> DIRECTIONS
Rewrite the stretch from the line containing "In this exercise you will pick out the oven drawer" through the end of the lines, replacing "oven drawer" with "stove drawer" and keeping everything else the same.

> SUPPLIED DATA
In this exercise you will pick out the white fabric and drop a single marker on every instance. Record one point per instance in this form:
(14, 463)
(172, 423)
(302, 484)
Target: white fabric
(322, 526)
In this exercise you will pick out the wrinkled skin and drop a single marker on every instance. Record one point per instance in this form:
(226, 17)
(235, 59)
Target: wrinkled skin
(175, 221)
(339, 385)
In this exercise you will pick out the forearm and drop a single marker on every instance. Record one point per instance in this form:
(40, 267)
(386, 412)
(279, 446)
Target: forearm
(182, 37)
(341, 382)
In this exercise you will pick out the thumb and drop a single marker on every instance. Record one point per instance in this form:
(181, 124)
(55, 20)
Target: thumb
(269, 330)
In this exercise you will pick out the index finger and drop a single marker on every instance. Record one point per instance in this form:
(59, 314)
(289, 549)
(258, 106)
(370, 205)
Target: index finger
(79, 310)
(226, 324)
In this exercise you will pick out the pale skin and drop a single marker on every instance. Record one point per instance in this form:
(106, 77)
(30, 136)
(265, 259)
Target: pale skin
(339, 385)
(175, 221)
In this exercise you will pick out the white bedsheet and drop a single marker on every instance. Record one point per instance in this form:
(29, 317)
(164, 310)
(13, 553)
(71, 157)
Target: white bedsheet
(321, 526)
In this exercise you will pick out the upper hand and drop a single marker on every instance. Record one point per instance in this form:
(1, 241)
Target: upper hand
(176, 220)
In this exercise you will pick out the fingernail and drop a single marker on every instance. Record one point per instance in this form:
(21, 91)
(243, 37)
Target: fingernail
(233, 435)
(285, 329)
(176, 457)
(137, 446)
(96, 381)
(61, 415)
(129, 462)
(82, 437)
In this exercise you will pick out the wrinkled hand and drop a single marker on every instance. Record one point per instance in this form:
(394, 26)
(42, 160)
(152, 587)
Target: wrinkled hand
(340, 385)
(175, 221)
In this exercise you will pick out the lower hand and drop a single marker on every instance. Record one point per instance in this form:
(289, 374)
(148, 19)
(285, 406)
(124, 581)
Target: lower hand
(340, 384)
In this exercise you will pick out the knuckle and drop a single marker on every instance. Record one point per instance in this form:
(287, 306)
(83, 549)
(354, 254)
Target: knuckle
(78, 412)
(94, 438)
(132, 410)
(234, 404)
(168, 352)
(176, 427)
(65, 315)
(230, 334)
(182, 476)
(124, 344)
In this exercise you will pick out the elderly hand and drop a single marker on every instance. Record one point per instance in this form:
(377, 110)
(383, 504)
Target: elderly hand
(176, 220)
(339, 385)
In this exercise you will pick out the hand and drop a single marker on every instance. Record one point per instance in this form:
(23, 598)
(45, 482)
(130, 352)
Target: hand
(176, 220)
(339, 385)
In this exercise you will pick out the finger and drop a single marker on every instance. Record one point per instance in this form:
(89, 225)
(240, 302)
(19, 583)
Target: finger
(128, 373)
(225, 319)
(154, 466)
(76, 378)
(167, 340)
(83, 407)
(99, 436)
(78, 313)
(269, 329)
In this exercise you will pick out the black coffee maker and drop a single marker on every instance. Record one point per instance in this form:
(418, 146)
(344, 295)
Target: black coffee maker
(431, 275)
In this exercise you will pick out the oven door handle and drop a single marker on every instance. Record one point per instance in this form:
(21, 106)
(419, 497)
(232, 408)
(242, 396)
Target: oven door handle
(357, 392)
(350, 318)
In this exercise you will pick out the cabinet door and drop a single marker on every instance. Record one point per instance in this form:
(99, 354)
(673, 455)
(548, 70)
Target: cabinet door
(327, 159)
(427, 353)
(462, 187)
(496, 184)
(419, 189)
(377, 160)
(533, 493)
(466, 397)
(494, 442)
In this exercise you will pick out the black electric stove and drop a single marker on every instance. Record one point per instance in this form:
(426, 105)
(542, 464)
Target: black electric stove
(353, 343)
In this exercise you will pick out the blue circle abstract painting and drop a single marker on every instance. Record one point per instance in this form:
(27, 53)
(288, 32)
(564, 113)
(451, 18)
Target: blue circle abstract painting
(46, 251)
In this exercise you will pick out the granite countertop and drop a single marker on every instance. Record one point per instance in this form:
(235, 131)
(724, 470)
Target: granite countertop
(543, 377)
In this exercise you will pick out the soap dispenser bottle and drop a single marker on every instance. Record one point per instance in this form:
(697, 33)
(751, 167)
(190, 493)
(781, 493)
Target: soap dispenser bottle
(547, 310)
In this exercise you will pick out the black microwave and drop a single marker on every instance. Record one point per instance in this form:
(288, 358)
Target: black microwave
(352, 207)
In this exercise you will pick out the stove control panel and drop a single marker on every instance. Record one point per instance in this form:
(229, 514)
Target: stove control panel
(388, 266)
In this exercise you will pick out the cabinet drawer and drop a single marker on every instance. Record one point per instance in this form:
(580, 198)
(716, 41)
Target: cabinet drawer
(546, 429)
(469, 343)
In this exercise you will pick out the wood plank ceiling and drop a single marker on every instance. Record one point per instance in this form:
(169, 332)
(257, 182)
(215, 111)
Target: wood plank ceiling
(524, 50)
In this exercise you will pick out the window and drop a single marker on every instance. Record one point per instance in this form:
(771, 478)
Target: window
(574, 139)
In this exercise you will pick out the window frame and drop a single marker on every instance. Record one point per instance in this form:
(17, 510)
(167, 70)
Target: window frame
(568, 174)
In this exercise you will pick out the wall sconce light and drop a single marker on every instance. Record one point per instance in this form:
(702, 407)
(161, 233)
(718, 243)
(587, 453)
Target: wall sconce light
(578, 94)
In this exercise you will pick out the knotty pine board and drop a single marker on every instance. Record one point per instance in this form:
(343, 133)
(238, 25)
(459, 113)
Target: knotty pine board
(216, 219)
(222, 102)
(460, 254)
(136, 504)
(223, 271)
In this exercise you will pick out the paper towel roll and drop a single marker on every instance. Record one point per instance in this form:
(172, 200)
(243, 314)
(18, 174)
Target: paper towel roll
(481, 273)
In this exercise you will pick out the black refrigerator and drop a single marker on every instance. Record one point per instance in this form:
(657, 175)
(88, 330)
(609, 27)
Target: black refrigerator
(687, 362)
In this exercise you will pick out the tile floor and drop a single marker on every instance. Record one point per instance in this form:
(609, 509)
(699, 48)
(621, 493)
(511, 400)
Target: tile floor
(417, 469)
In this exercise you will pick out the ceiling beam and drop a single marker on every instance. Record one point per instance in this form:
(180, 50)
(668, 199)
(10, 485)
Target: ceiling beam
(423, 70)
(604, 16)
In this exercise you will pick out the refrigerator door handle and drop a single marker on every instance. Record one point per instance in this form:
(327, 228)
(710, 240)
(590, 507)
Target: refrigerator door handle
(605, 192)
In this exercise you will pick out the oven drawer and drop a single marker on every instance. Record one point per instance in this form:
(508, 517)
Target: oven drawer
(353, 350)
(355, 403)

> ANSWER FOR THIS EXERCISE
In this exercise you will pick out the stove drawer and drop a single marker on every instance. Record one point per instance in this form:
(508, 517)
Target: stove drawer
(353, 350)
(355, 403)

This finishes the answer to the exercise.